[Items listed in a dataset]
* BEGIN *
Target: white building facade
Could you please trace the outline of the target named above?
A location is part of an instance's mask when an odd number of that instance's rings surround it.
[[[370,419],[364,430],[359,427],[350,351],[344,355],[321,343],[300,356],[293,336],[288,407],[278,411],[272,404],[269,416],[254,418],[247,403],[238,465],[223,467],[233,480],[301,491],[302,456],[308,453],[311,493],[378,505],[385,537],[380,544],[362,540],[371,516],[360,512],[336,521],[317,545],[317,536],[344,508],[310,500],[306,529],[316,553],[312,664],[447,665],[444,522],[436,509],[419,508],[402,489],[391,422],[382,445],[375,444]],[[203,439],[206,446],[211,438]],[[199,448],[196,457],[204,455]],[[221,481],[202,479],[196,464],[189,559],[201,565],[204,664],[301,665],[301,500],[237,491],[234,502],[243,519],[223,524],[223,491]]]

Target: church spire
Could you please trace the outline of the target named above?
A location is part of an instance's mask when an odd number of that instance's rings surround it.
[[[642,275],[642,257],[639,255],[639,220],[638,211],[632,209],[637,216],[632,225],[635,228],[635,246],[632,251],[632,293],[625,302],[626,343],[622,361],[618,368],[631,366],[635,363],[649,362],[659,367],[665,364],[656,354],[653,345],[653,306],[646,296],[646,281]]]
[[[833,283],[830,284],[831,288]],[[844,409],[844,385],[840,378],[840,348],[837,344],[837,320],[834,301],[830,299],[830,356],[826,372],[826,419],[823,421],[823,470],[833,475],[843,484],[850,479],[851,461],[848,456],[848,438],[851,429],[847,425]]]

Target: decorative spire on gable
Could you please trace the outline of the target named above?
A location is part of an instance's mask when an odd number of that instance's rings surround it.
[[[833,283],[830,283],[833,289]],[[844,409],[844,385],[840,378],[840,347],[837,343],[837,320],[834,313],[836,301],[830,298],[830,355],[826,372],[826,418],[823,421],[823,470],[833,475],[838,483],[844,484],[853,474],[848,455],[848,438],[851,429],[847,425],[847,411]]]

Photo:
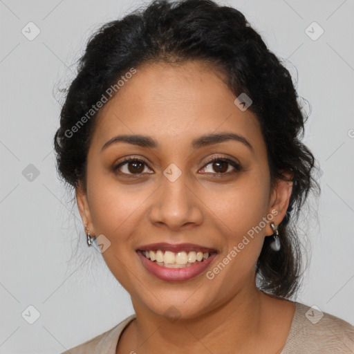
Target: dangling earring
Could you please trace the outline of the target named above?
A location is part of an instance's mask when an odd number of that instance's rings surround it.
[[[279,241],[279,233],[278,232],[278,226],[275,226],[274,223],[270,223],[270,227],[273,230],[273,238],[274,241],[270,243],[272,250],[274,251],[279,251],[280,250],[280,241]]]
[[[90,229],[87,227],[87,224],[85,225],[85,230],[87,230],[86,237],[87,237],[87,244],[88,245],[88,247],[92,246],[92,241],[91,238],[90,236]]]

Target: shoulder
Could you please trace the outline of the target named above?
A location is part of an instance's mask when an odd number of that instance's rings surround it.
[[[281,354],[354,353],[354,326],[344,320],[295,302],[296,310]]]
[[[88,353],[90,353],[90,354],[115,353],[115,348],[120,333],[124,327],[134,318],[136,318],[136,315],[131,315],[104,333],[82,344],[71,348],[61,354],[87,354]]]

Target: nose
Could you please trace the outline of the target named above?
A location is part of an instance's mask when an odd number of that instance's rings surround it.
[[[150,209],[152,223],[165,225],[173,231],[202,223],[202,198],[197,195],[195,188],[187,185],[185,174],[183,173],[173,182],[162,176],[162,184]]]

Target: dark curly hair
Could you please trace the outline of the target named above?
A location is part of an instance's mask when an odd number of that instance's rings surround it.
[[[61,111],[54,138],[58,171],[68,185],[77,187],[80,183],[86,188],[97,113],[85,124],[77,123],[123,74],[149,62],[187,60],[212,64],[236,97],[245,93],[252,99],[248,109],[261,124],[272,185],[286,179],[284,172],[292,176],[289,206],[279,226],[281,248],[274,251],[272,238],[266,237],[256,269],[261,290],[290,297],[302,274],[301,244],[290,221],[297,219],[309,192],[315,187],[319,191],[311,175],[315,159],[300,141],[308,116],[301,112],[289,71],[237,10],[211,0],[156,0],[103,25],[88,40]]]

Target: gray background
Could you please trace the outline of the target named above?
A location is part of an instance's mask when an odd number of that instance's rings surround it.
* END *
To do:
Swap "location" for "point" in the listing lines running from the one containing "Target: shoulder" through the one containing "[[[281,354],[354,353],[354,326],[344,320],[295,302],[296,310]]]", both included, leaving everything else unchanged. Return only those lines.

Exercise output:
Target: shoulder
Could you please trace the outline of the target named above?
A point is part of an instance's mask when an odd number of that instance's rings surround it.
[[[281,354],[354,353],[354,326],[344,320],[295,302],[296,310]]]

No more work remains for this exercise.